### Data listing ###

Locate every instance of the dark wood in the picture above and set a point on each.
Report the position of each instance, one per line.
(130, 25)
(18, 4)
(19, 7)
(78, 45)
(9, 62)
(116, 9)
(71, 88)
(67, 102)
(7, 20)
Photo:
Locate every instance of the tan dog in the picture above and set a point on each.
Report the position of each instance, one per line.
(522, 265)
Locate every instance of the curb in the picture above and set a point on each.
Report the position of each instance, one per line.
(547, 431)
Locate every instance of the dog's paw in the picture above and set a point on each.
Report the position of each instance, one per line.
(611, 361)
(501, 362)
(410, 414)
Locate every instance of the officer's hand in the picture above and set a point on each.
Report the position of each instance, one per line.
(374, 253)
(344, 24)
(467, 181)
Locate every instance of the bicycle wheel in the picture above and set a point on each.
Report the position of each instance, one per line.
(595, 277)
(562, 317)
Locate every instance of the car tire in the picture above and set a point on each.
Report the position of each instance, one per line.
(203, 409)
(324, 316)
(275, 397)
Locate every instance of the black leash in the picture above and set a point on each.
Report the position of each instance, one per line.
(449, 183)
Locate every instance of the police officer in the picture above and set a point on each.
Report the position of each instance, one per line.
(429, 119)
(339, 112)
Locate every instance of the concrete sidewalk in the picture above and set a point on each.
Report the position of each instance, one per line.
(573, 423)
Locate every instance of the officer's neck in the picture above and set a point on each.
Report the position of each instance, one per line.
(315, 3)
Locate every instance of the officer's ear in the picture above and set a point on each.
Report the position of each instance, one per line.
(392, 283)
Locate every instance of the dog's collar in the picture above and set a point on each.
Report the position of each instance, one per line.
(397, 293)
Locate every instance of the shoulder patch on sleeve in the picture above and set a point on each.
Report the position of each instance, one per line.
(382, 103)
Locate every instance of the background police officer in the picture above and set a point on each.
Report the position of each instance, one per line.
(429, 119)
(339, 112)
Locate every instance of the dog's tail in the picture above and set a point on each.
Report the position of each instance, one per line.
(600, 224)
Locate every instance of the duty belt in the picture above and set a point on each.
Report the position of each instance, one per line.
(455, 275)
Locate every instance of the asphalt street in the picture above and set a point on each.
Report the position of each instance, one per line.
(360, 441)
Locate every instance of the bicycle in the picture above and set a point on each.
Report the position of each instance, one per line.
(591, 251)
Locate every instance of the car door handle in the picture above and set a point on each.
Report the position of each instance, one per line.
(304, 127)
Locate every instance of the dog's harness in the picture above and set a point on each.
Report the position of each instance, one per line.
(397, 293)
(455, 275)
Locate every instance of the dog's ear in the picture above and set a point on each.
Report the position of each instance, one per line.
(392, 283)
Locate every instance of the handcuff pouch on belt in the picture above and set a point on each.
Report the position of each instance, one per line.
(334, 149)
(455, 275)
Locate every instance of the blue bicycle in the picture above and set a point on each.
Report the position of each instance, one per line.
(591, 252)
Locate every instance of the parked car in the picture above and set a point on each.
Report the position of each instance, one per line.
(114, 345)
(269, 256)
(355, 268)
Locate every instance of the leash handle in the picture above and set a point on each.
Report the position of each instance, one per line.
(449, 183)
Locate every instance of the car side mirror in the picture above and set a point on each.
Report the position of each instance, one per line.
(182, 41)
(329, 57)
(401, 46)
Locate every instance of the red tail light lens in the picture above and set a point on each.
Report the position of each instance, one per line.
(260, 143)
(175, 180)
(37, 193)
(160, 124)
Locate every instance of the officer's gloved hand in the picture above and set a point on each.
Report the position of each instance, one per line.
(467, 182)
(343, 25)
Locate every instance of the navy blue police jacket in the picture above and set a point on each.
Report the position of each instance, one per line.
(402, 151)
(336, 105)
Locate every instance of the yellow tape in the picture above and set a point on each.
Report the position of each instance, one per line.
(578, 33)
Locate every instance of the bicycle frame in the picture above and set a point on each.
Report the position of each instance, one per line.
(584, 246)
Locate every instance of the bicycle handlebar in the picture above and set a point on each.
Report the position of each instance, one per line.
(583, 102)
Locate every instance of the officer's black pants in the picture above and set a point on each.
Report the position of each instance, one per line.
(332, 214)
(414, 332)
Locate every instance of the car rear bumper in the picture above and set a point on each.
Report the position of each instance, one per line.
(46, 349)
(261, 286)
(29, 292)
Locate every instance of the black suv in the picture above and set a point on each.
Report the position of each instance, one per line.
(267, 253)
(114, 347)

###

● Stated task
Copy every record exactly as presented.

● Finished exercise
Locate every instance of the dark wood in the picture above and set a point on each.
Report the position of each instance, one per line.
(130, 25)
(18, 4)
(19, 7)
(78, 45)
(9, 62)
(116, 9)
(71, 88)
(67, 102)
(7, 20)
Photo:
Locate every instance of the tan dog in the picture above and set a point on each.
Report the position of each instance, one per line.
(522, 265)
Locate every instance of the curb in the picture above and set a point on each.
Report the position of each instance, one per line.
(547, 431)
Locate every instance of the dog's paw in the picture above and set a point on each.
Report the position of each instance, one per line.
(611, 361)
(501, 362)
(410, 414)
Locate every instance of the officer's hand in the picture above and set a point on each.
Report the position of each instance, one per line.
(374, 253)
(344, 24)
(467, 181)
Locate every instance of the bicycle wheel in the picture above and set a point on each.
Report the position of each instance, one per line.
(595, 277)
(562, 317)
Locate every instance of the car tire in the picture above and set a point on each.
Report the position of each instance, one per line.
(203, 409)
(324, 316)
(275, 397)
Locate every instance of the black leash in the picture above and set a point on each.
Report the position of each instance, one per line.
(449, 183)
Locate every instance of the police officer in the picture above and set a point on each.
Report the position of each instance, one per line.
(429, 119)
(339, 112)
Locate every instance of the concrete sidewalk in the picture above and set a point on each.
Report the position of each instance, one per line.
(573, 423)
Locate every instance of the officer's neck in the picture above and set a point on each.
Report the position of each instance, one per line.
(315, 3)
Locate every instance of the officer's ear in the picture above and set a point on each.
Report the position of each instance, one per line.
(392, 283)
Locate every instance of the dog's collar in the picture above and set a point on each.
Report the position of each instance, one per line.
(397, 293)
Locate every instance of the shoulder patch on sleeve in the picture above and set a point on each.
Report the position of each instance, one per line.
(382, 103)
Locate every instance of the background police officer in the picture above and set a point on each.
Report the position of each instance, one per line.
(429, 119)
(339, 112)
Locate every instance of the dog's tail in the picture above and set a point on each.
Report the position of each instance, one per line.
(600, 224)
Locate every instance of the duty belt in the picture above and set a point on each.
Report the position of each instance, one per line.
(455, 275)
Locate every instance of the asphalt street in the picture above and set a point on each.
Report the position of each instance, one per line.
(360, 441)
Locate every instance of the bicycle in the picture above and set a point on each.
Report the position of each instance, one per line.
(591, 251)
Locate every instance of the car door handle in the picture above and set a point on each.
Report the position of each instance, one per line.
(304, 127)
Locate every instance of the dog's harness in the picture above and set a point on each.
Report the position of each instance, one per line.
(397, 293)
(455, 275)
Locate every instance of the dog's ear in the picture above and set a point on each.
Report the position of each instance, one per line.
(392, 283)
Locate every instance of the handcuff pouch on belt in the picture above and set a point on each.
Report the position of each instance, one per line.
(334, 149)
(455, 275)
Locate every instance of the blue bicycle in the picture above and set a point on each.
Report the position of each instance, one per line.
(591, 252)
Locate every instance of the parked car in the picture above and set a point on each.
Report the position of each instance, one per line.
(114, 345)
(269, 256)
(355, 268)
Locate every instance of the leash handle in the picture above and set a point on each.
Report the position of each instance, one per line.
(449, 183)
Locate every instance of the car side mirror in the picture above and set a point on each.
Report the position of each instance, one per line.
(182, 41)
(329, 57)
(401, 46)
Locate every instance of the red tail light lens in the picture above and set a point on each.
Report the position of each instance, one per line.
(260, 143)
(175, 180)
(37, 193)
(160, 124)
Locate every instance of the officer's gloved hand in the picture above and set a point on each.
Report the position of each instance, one per line.
(467, 182)
(343, 25)
Locate every instance of the navy blue police jacket in the picture above and set a point on each.
Report the position of each instance, one per line.
(402, 151)
(336, 105)
Locate every instance of the yellow tape in the picture above and set a point on each.
Report the position of each instance, one per line.
(578, 33)
Locate every instance of the bicycle frame in the picture above and set a point on each.
Report the position of each instance, one per line.
(584, 246)
Locate every instance of the bicycle handlebar in the picture above and set a point on each.
Report the position of each instance, one per line.
(583, 102)
Locate every instance of the officer's black pants in the picture above and set a point on each.
Report the position of each instance, one per line.
(332, 214)
(414, 332)
Locate every instance of the car rear bumper in the picture above and set a point on each.
Report the position of each instance, one per line.
(46, 349)
(261, 286)
(29, 292)
Locate every instance of the black suv in the picture above and set a point on each.
Report the position of each instance, one per line.
(267, 253)
(114, 347)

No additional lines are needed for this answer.